What to produce: Retype exactly the lines that run from the line with "Question. Spot each instance of the church entrance" to the final line of the entries, keeping both ends and nothing else.

Data supplied start

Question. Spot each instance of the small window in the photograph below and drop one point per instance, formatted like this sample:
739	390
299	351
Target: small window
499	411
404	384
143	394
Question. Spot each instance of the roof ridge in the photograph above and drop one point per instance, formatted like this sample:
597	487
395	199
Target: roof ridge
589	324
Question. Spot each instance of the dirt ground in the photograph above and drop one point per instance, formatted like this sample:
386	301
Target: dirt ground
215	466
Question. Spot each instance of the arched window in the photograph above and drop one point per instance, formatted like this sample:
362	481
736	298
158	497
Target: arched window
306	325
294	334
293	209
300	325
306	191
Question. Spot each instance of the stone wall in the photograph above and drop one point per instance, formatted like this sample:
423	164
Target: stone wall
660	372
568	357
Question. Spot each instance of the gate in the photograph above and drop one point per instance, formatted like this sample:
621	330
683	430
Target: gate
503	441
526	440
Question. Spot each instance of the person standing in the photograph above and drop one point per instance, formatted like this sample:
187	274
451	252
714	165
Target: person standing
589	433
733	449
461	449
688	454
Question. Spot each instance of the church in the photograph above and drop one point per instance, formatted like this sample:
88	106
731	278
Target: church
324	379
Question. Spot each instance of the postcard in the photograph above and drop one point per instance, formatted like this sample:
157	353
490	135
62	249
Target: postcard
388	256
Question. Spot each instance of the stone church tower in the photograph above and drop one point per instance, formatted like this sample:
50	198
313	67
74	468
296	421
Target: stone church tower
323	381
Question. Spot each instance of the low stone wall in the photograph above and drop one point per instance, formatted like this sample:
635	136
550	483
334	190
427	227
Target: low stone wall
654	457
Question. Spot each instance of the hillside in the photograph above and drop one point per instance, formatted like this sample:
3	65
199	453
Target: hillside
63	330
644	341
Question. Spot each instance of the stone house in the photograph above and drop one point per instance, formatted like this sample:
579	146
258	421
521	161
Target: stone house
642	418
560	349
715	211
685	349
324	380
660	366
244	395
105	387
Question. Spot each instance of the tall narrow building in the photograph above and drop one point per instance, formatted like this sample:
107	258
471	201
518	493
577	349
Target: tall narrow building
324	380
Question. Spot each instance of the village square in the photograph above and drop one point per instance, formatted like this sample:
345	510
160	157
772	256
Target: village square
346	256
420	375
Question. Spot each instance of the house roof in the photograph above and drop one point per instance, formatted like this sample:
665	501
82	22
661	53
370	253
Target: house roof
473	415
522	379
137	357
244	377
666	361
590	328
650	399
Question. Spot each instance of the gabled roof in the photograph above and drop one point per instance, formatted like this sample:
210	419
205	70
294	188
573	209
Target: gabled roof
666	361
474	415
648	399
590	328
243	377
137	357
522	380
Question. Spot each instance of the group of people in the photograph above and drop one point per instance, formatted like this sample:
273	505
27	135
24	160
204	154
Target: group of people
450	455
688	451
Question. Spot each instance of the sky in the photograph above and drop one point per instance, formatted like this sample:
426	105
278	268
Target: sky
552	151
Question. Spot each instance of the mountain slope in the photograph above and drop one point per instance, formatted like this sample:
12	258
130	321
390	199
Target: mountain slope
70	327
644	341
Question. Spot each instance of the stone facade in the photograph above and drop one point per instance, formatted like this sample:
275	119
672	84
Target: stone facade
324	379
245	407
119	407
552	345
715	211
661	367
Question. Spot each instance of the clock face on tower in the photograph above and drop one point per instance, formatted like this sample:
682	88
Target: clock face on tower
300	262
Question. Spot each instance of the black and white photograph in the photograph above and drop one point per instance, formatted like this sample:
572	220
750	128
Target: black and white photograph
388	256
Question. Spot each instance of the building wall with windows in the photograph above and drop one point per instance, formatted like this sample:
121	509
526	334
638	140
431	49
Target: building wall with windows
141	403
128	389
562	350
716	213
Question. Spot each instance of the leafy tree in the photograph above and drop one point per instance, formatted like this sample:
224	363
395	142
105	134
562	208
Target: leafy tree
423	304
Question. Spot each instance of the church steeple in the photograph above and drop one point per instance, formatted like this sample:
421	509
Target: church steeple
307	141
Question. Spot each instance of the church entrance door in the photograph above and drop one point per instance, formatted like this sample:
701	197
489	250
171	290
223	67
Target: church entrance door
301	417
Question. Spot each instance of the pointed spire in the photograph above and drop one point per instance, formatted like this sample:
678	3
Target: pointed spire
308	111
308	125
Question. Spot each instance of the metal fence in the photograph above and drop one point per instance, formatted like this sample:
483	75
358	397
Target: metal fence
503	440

Data supplied end

The completed task:
Question. Spot each instance of the church entrance door in the photograph above and drop one point per instance, formatted like this sample:
701	197
489	250
171	290
223	67
Target: church entrance door
301	417
Question. Spot each instance of the pointed spire in the photograph above and drop one point per instance, formatted like this sample:
678	3
Target: pointed spire
308	111
308	125
Question. Spot each instance of the metal fence in the photograph above and drop one point per instance, formatted like this sample:
483	75
358	397
Target: metal fence
503	440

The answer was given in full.